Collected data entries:
┄┄┄┄┄┄┄┄┄┄┄┄┄┄┄┄┄┄┄┄
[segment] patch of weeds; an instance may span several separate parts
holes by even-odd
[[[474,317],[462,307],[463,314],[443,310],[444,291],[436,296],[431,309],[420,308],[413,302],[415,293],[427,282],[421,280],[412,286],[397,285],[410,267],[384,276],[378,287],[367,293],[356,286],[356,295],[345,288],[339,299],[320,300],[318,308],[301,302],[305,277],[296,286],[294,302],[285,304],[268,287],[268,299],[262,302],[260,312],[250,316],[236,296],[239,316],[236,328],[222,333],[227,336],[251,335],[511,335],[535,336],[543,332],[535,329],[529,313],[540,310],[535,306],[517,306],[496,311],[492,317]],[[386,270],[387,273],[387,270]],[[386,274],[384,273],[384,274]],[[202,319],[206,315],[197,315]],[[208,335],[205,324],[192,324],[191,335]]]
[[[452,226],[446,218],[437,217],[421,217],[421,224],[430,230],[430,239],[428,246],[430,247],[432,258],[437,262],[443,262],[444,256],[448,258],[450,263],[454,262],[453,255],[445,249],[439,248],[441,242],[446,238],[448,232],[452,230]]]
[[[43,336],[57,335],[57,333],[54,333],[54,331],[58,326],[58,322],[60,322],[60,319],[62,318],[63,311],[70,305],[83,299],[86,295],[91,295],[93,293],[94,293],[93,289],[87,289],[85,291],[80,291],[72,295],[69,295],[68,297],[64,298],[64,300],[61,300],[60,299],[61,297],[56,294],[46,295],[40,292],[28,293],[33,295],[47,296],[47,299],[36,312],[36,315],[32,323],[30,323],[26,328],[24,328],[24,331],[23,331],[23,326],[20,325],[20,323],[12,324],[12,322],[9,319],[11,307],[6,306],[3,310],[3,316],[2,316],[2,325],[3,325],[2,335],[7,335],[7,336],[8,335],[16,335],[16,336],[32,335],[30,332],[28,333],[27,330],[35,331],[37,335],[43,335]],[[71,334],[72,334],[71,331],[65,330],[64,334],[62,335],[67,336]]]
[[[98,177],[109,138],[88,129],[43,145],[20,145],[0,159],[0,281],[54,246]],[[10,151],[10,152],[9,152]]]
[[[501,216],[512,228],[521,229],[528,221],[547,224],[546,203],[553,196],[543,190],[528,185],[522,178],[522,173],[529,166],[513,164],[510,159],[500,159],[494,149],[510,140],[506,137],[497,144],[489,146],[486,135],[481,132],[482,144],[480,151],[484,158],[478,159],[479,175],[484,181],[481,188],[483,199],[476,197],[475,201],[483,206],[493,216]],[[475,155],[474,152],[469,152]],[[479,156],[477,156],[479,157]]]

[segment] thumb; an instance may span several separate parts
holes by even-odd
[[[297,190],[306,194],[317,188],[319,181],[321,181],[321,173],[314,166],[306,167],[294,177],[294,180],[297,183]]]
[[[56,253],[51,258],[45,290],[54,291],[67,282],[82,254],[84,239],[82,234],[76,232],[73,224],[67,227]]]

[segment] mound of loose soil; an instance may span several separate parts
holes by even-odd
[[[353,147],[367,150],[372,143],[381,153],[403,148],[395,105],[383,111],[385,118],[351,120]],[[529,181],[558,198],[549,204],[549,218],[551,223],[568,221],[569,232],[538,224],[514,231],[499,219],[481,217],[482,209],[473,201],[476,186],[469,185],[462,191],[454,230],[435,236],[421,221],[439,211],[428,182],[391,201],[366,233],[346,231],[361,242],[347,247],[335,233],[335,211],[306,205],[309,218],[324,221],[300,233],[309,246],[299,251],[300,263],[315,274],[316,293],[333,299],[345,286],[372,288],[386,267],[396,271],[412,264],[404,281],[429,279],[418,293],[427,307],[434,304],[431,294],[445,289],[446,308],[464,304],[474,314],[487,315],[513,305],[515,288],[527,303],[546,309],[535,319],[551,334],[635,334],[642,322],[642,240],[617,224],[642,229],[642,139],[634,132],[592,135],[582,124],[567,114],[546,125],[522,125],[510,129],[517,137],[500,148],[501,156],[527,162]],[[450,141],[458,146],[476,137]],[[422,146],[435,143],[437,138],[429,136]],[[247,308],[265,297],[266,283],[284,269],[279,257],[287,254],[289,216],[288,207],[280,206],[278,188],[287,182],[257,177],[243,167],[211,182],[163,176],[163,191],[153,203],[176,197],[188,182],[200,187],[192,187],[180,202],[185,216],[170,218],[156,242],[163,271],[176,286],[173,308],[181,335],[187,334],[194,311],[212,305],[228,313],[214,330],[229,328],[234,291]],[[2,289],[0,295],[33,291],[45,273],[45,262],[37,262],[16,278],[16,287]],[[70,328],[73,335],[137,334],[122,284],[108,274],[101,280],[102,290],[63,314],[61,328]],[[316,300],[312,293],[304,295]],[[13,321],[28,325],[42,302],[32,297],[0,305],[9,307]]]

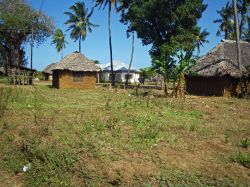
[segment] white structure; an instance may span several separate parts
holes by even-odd
[[[99,81],[100,82],[108,82],[111,81],[111,67],[110,63],[108,64],[99,64],[101,71],[99,73]],[[115,81],[116,82],[126,82],[126,74],[128,73],[129,65],[114,60],[113,61],[113,70],[115,73]],[[132,77],[129,79],[130,83],[137,83],[139,82],[140,78],[140,71],[135,69],[134,67],[130,68],[130,75]]]

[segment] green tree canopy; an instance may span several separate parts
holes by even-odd
[[[128,8],[121,21],[128,25],[128,32],[137,32],[144,45],[155,46],[196,26],[206,9],[202,0],[124,0],[123,4]]]
[[[239,31],[242,40],[248,40],[248,33],[250,29],[250,1],[238,0],[238,18],[239,18]],[[214,20],[214,23],[219,23],[217,36],[222,36],[224,33],[225,39],[235,39],[234,28],[234,12],[232,2],[227,4],[217,11],[219,18]]]
[[[180,79],[194,62],[194,50],[207,42],[208,33],[197,26],[207,5],[203,0],[122,0],[122,6],[127,32],[137,32],[144,45],[152,45],[155,71],[165,82]]]
[[[54,33],[52,44],[55,45],[57,52],[62,52],[62,58],[63,58],[63,49],[66,48],[66,44],[68,42],[65,40],[65,34],[63,34],[63,31],[61,29],[57,29]]]
[[[89,12],[85,7],[84,2],[76,2],[70,8],[71,12],[65,12],[69,19],[65,22],[69,25],[68,30],[71,30],[70,37],[75,41],[79,40],[79,52],[81,52],[81,41],[84,41],[87,31],[92,32],[92,27],[97,25],[90,22],[90,17],[93,14],[93,9]]]
[[[33,9],[21,0],[0,1],[0,52],[4,62],[17,65],[24,63],[22,45],[31,40],[39,45],[52,35],[51,18]]]

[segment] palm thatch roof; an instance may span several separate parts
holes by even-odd
[[[51,63],[49,64],[44,70],[44,73],[52,74],[52,69],[56,65],[56,63]]]
[[[52,71],[54,70],[98,72],[100,68],[83,54],[74,52],[64,57],[59,63],[53,66]]]
[[[240,42],[242,56],[242,70],[248,76],[247,66],[250,65],[250,43]],[[199,58],[191,71],[202,77],[222,77],[229,75],[234,78],[241,76],[238,64],[236,43],[232,40],[222,40],[205,56]]]

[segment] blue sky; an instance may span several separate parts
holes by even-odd
[[[42,0],[27,0],[35,9],[40,8],[41,1]],[[67,16],[64,15],[64,12],[76,1],[78,0],[45,0],[43,11],[48,16],[52,17],[57,28],[66,32],[67,26],[64,25],[64,22],[67,20]],[[228,0],[204,0],[204,2],[208,4],[208,7],[203,13],[199,25],[203,29],[207,29],[210,35],[208,36],[209,43],[205,44],[201,49],[201,55],[213,48],[222,39],[216,36],[218,25],[214,24],[213,20],[218,18],[216,10],[224,6],[227,1]],[[92,0],[84,0],[84,2],[89,9],[94,6]],[[99,25],[99,27],[94,28],[92,33],[88,33],[86,40],[82,42],[82,53],[89,59],[99,60],[101,63],[109,62],[107,16],[107,9],[95,10],[91,22]],[[120,16],[118,14],[112,12],[111,29],[113,59],[129,63],[131,55],[131,38],[127,38],[126,26],[119,22],[119,18]],[[64,55],[68,55],[78,50],[78,42],[74,42],[70,39],[69,32],[66,32],[66,35],[69,44],[64,51]],[[28,62],[30,62],[29,45],[26,45],[25,49],[28,55]],[[134,67],[142,68],[150,66],[151,58],[148,54],[149,50],[150,46],[143,46],[140,39],[135,39]],[[34,48],[33,67],[37,70],[43,70],[48,64],[58,62],[60,58],[61,54],[57,53],[55,47],[51,45],[51,38],[48,38],[46,42]]]

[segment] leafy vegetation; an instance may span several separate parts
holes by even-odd
[[[68,30],[71,30],[70,37],[75,41],[79,40],[79,53],[81,53],[82,40],[85,40],[87,32],[92,32],[92,27],[97,27],[97,25],[90,22],[93,9],[89,12],[84,2],[80,1],[76,2],[69,9],[72,12],[64,13],[69,16],[65,24],[69,26]]]
[[[245,167],[225,158],[239,148],[237,139],[249,136],[249,100],[192,97],[184,102],[159,98],[156,90],[143,97],[102,87],[1,90],[6,104],[0,118],[0,170],[22,179],[0,177],[3,185],[15,180],[26,186],[247,184]],[[232,161],[247,165],[248,149],[240,149],[243,156]],[[26,173],[23,166],[29,166]]]
[[[51,18],[24,1],[0,1],[0,53],[5,65],[24,65],[23,44],[33,39],[41,44],[52,35],[53,30]]]
[[[144,45],[152,45],[152,66],[164,77],[165,94],[171,79],[179,90],[184,71],[193,64],[194,50],[206,42],[208,33],[197,26],[206,5],[202,0],[124,0],[123,4],[121,21]]]
[[[250,168],[250,156],[245,155],[244,153],[238,152],[232,158],[233,162],[239,163],[247,168]]]
[[[239,17],[239,34],[242,40],[249,40],[249,24],[248,20],[250,19],[249,7],[250,2],[248,0],[239,0],[237,1],[238,7],[238,17]],[[236,38],[236,32],[234,28],[234,11],[232,2],[227,2],[225,7],[222,7],[221,10],[218,10],[220,18],[214,20],[214,23],[219,23],[219,29],[217,31],[217,36],[221,36],[224,33],[225,39],[234,39]]]
[[[63,31],[61,29],[57,29],[54,33],[52,44],[55,44],[57,52],[62,52],[63,59],[63,49],[66,48],[66,44],[68,43],[65,39],[65,34],[63,34]]]
[[[240,146],[243,148],[248,148],[250,145],[250,140],[248,138],[245,138],[240,141]]]

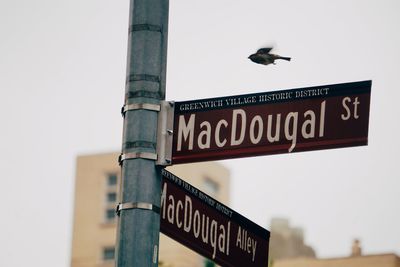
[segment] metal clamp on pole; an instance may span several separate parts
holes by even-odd
[[[138,110],[138,109],[145,109],[151,111],[159,112],[161,110],[160,105],[157,104],[150,104],[150,103],[134,103],[129,105],[124,105],[121,109],[122,116],[125,116],[125,113],[129,110]]]
[[[121,210],[131,210],[131,209],[141,209],[141,210],[151,210],[155,213],[160,214],[160,207],[157,207],[154,204],[144,203],[144,202],[127,202],[127,203],[119,203],[115,212],[119,216]]]
[[[149,160],[157,160],[157,154],[150,152],[130,152],[121,154],[118,157],[119,165],[122,165],[122,162],[127,159],[149,159]]]

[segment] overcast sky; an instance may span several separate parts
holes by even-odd
[[[233,209],[319,257],[400,254],[400,2],[170,2],[168,100],[372,80],[368,146],[221,163]],[[128,7],[0,1],[0,266],[69,266],[75,159],[121,148]],[[247,59],[270,44],[292,61]]]

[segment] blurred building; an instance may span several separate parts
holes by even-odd
[[[396,254],[360,255],[332,259],[286,259],[275,261],[272,267],[400,267]]]
[[[400,258],[396,254],[363,255],[358,239],[354,240],[349,257],[317,259],[289,256],[273,260],[271,267],[400,267]]]
[[[288,219],[271,220],[269,255],[273,261],[291,258],[315,258],[315,251],[304,243],[304,231],[291,227]]]
[[[112,267],[120,167],[118,154],[77,159],[71,267]],[[229,205],[229,172],[220,164],[183,164],[168,168],[205,193]],[[208,267],[207,259],[169,237],[160,235],[160,266]]]

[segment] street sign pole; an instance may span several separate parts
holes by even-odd
[[[158,266],[161,172],[157,117],[165,99],[168,0],[131,0],[116,266]]]

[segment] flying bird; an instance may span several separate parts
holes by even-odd
[[[290,61],[290,57],[282,57],[279,55],[271,54],[270,51],[272,50],[272,47],[265,47],[265,48],[260,48],[257,50],[257,53],[252,54],[249,56],[249,59],[255,63],[258,64],[263,64],[263,65],[268,65],[268,64],[276,64],[275,60],[277,59],[283,59]]]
┄┄┄┄┄┄┄┄┄┄┄┄┄┄┄┄┄┄┄┄
### TASK BRIEF
Only the lines from the one bearing "[segment] blurred building;" through the end of the entries above belong in the answer, each one exactly as given.

### RESULT FOR THIS TASK
[segment] blurred building; an instance may span several separate parts
holes by even-odd
[[[396,254],[360,255],[332,259],[286,259],[275,261],[272,267],[400,267]]]
[[[400,258],[396,254],[363,255],[358,239],[354,240],[349,257],[317,259],[289,256],[273,260],[271,267],[400,267]]]
[[[288,219],[271,220],[269,255],[273,261],[291,258],[315,258],[315,251],[304,243],[304,231],[291,227]]]
[[[112,267],[120,167],[118,154],[77,159],[71,267]],[[229,205],[229,172],[220,164],[183,164],[168,168],[205,193]],[[208,267],[207,259],[169,237],[160,235],[160,266]]]

[segment] street sign pole; an instance may span several separate parts
holes by even-odd
[[[158,266],[161,172],[157,117],[165,99],[168,0],[131,0],[116,266]]]

[segment] flying bird; an instance may span several separate parts
holes by even-odd
[[[290,61],[290,57],[282,57],[279,55],[271,54],[270,51],[272,50],[272,47],[265,47],[265,48],[260,48],[257,50],[257,53],[252,54],[249,56],[249,59],[255,63],[258,64],[263,64],[263,65],[268,65],[268,64],[276,64],[275,60],[277,59],[283,59]]]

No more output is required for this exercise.